Schreib die Zeilen Wort für Wort ab, beginnend mit der ersten Zeile und endend mit der Zeile, in der „[[67, 0, 346, 375]]“ steht, beide eingeschlossen. Lass die Bilder in deiner Antwort weg.

Einträge für die Beschriftung von Begrenzungsrahmen
....................
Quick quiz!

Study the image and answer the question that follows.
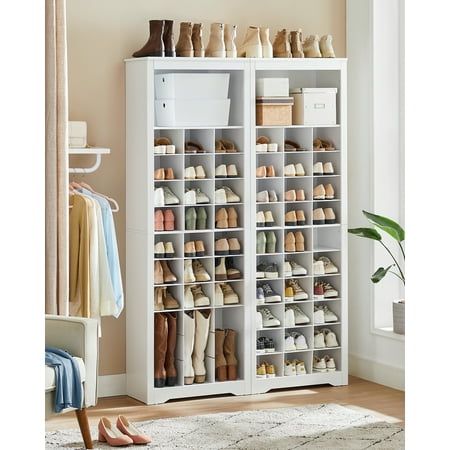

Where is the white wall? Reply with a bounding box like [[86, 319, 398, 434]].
[[347, 0, 404, 389]]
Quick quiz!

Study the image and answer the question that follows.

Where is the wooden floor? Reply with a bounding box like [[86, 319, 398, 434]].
[[46, 377, 405, 431]]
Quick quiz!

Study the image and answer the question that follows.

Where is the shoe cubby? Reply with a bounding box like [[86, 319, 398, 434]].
[[125, 57, 347, 404]]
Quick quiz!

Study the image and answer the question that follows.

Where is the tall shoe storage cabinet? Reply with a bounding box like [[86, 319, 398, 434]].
[[125, 58, 348, 404]]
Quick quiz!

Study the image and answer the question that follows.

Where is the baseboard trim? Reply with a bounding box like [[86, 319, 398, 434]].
[[98, 373, 127, 397], [348, 353, 405, 391]]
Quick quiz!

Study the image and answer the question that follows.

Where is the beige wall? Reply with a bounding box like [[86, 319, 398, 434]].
[[67, 0, 346, 375]]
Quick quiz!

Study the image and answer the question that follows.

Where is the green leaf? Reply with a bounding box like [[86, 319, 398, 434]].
[[348, 228, 381, 241], [363, 211, 405, 242], [370, 264, 395, 283]]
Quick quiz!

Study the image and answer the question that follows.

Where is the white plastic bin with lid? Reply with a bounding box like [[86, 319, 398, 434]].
[[290, 88, 337, 125], [155, 99, 230, 127], [155, 73, 230, 100]]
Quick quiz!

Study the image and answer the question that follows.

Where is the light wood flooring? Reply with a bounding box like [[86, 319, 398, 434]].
[[46, 377, 405, 431]]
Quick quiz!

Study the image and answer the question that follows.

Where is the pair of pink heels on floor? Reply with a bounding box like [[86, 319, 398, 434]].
[[98, 416, 152, 447]]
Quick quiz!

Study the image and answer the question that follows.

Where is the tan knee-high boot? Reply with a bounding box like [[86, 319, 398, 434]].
[[192, 309, 211, 383], [183, 311, 195, 384], [223, 329, 238, 381], [164, 313, 177, 386], [154, 313, 167, 387], [215, 328, 227, 381]]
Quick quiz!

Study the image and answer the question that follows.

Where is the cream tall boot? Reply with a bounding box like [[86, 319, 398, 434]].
[[183, 312, 195, 384], [191, 309, 211, 383], [205, 23, 227, 58], [259, 27, 273, 58], [225, 24, 237, 58], [319, 34, 336, 58], [238, 27, 262, 58], [303, 34, 322, 58]]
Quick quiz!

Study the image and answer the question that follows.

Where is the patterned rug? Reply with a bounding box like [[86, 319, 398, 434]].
[[46, 404, 405, 450]]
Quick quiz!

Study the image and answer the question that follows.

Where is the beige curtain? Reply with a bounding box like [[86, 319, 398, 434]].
[[45, 0, 69, 315]]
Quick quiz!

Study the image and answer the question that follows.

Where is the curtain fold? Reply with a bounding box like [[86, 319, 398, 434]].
[[45, 0, 69, 315]]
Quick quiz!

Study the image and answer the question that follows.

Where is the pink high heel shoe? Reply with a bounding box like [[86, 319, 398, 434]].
[[98, 417, 133, 447], [116, 416, 152, 444]]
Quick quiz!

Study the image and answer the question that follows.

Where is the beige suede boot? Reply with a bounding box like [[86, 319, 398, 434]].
[[205, 23, 227, 58]]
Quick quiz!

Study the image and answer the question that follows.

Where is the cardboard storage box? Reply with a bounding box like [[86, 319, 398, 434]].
[[290, 88, 337, 125], [256, 97, 294, 125]]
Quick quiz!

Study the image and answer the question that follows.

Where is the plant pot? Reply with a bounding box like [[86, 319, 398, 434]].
[[392, 300, 405, 334]]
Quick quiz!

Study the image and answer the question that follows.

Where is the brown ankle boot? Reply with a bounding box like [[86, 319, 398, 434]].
[[175, 22, 194, 58], [273, 29, 292, 58], [133, 20, 164, 58], [223, 329, 238, 381], [163, 20, 175, 56], [154, 313, 168, 387], [164, 313, 177, 386], [215, 329, 227, 381], [192, 23, 205, 58]]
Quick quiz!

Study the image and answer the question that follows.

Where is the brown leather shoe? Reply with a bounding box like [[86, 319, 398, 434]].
[[214, 329, 227, 381], [163, 20, 175, 57], [133, 20, 164, 58], [164, 313, 177, 386], [154, 313, 168, 387], [273, 29, 292, 58], [175, 22, 194, 58], [192, 23, 205, 58]]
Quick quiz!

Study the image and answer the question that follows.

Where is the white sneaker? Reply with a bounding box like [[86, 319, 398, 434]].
[[325, 355, 336, 372], [322, 328, 339, 348], [284, 261, 292, 277], [260, 308, 281, 328], [294, 333, 308, 350], [184, 166, 195, 180], [313, 356, 327, 372], [314, 330, 326, 348], [284, 334, 297, 352], [284, 308, 295, 327], [153, 188, 164, 206], [284, 360, 297, 377], [313, 260, 325, 275], [184, 189, 197, 205], [314, 306, 325, 325]]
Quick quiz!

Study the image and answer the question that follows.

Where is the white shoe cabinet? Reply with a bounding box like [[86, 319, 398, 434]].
[[125, 58, 348, 404]]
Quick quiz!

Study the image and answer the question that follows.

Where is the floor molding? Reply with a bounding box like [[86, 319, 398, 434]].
[[98, 373, 127, 397], [348, 353, 405, 391]]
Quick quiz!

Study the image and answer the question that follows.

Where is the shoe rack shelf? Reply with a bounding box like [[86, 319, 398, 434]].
[[126, 58, 348, 404]]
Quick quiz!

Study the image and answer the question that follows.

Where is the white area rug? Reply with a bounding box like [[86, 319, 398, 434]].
[[46, 404, 404, 450]]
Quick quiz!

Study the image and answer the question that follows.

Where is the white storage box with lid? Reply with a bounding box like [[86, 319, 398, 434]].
[[155, 73, 230, 100], [155, 99, 230, 127], [256, 78, 289, 97], [290, 88, 337, 125]]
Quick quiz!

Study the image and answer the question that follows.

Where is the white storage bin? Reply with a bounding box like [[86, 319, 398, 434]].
[[290, 88, 337, 125], [155, 99, 230, 127], [256, 78, 289, 97], [155, 73, 230, 100]]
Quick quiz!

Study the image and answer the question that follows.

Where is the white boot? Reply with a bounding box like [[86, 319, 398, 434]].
[[238, 27, 262, 58], [183, 313, 195, 384], [259, 27, 273, 58], [191, 309, 211, 383], [225, 24, 237, 58], [205, 23, 226, 58]]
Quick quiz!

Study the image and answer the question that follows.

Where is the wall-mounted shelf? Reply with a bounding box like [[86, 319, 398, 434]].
[[67, 147, 111, 173]]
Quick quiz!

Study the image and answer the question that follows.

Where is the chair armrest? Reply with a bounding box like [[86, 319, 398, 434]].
[[45, 315, 98, 407]]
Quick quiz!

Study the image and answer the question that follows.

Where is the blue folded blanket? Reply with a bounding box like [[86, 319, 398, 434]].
[[45, 347, 83, 412]]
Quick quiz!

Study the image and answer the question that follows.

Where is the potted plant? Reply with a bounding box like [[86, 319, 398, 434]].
[[348, 211, 405, 334]]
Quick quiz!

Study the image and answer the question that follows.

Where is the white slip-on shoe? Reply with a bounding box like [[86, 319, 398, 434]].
[[260, 306, 281, 328], [322, 328, 339, 348], [314, 306, 325, 325], [284, 308, 295, 327], [314, 330, 326, 348], [153, 188, 164, 206], [313, 355, 327, 372]]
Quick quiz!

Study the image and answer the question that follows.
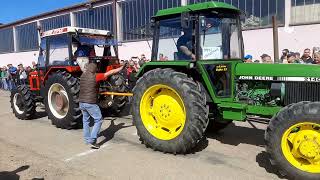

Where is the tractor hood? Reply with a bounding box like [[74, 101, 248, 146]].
[[235, 63, 320, 82]]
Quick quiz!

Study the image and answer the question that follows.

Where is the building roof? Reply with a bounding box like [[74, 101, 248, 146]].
[[0, 0, 113, 29], [41, 26, 112, 37], [155, 1, 240, 17]]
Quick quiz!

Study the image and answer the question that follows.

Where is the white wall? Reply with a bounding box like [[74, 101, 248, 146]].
[[0, 24, 320, 66], [0, 51, 38, 67], [119, 41, 152, 60]]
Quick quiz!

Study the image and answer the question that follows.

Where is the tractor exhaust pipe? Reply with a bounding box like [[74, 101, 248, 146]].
[[272, 15, 279, 63]]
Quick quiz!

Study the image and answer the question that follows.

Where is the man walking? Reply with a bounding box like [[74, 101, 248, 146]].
[[79, 63, 124, 149], [301, 48, 313, 64]]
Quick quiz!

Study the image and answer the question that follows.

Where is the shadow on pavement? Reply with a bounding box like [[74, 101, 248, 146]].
[[33, 111, 48, 119], [0, 165, 30, 180], [256, 151, 285, 179], [189, 137, 209, 154], [99, 120, 132, 146], [206, 123, 265, 146]]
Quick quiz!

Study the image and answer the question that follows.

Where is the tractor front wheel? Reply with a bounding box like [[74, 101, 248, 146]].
[[265, 102, 320, 180], [132, 69, 208, 154], [44, 71, 81, 129], [10, 85, 36, 120]]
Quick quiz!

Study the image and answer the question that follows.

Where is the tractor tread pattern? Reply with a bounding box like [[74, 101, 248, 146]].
[[45, 71, 82, 129], [265, 102, 320, 180], [132, 68, 208, 154], [10, 85, 37, 120]]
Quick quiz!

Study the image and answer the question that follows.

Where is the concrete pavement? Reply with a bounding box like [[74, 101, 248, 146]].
[[0, 91, 279, 180]]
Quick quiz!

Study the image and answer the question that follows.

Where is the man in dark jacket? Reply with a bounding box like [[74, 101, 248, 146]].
[[79, 63, 124, 149]]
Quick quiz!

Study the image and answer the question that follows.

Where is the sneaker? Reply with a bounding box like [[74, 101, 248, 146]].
[[91, 143, 100, 149]]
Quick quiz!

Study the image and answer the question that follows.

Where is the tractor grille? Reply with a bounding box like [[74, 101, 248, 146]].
[[284, 82, 320, 105]]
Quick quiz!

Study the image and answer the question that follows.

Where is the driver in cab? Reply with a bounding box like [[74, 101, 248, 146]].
[[177, 29, 196, 60]]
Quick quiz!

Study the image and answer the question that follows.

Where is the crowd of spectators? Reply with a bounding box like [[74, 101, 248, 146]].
[[244, 48, 320, 64], [0, 48, 320, 91], [0, 62, 36, 91], [120, 54, 150, 89]]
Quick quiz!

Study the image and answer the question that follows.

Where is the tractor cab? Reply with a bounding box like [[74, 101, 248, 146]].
[[149, 2, 244, 97], [38, 27, 118, 72], [152, 2, 244, 61], [29, 27, 119, 90]]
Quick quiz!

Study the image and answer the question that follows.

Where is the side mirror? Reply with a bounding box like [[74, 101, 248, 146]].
[[181, 12, 190, 29], [240, 11, 248, 21]]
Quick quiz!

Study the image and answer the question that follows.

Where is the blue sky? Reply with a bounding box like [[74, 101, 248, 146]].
[[0, 0, 86, 24]]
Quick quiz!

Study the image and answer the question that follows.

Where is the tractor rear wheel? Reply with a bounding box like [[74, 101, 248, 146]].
[[10, 85, 36, 120], [265, 102, 320, 180], [132, 69, 208, 154], [44, 71, 81, 129]]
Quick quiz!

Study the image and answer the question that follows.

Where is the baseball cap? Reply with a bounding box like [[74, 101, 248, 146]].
[[287, 52, 296, 57]]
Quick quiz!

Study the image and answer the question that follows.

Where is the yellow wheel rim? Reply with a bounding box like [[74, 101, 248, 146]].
[[281, 122, 320, 173], [140, 84, 186, 140]]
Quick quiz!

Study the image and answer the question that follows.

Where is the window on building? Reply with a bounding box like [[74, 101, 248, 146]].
[[290, 0, 320, 24], [188, 0, 285, 29], [120, 0, 181, 41], [16, 22, 39, 51], [0, 28, 14, 53], [40, 14, 71, 31], [75, 5, 113, 31]]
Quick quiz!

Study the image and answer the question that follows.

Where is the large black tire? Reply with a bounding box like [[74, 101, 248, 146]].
[[10, 85, 36, 120], [132, 69, 208, 154], [44, 71, 82, 129], [265, 102, 320, 180]]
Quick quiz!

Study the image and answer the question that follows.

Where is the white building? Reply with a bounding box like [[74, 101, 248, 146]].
[[0, 0, 320, 66]]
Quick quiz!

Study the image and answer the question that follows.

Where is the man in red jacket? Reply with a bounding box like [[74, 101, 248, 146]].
[[79, 63, 124, 149]]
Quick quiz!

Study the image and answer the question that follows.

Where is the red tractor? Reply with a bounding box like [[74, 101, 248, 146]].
[[11, 27, 128, 129]]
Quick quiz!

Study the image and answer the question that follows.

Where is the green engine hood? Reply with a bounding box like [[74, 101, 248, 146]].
[[235, 63, 320, 77]]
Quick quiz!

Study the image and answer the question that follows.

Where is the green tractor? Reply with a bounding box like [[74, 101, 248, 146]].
[[132, 2, 320, 180]]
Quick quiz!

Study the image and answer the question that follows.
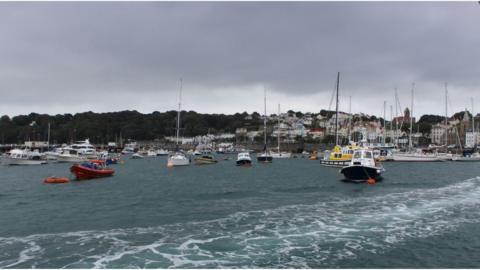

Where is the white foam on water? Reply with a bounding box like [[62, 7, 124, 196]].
[[0, 178, 480, 268]]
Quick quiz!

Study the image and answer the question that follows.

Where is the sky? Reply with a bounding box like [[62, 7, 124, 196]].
[[0, 1, 480, 119]]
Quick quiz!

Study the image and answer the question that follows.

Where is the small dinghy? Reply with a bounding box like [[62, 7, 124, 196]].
[[43, 176, 70, 184], [70, 160, 114, 180]]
....................
## Lösung
Quick quiz!

Study the image and answer the question that follows.

Where is the white wall? Reply with a bounding box like [[86, 319, 398, 434]].
[[347, 0, 404, 389]]
Quick quiz!

Study the image and answer the question that follows.

Where is the wooden floor? Reply with a bounding box like [[86, 319, 398, 434]].
[[46, 377, 405, 431]]
Quick quiz!

Study the image and answer the question that follows.

Where is the shoe cubby? Reply with a bounding box like [[86, 319, 398, 434]].
[[125, 57, 347, 404]]
Quick quiz!

Study the image and answer the question that follows.

Where is the tall shoe storage cabinet? Reply with a bounding box like [[86, 319, 398, 434]].
[[125, 58, 348, 404]]
Quick quiz!

Study the image and answer the question that follows.

Where is the baseboard trim? Reply with a bounding box like [[86, 319, 398, 434]].
[[98, 373, 127, 397], [348, 353, 405, 391]]
Quick quiz!

Study the image and answer the question that follows.

Where is the beige wall? Reply with a bounding box like [[86, 319, 398, 434]].
[[67, 0, 346, 375]]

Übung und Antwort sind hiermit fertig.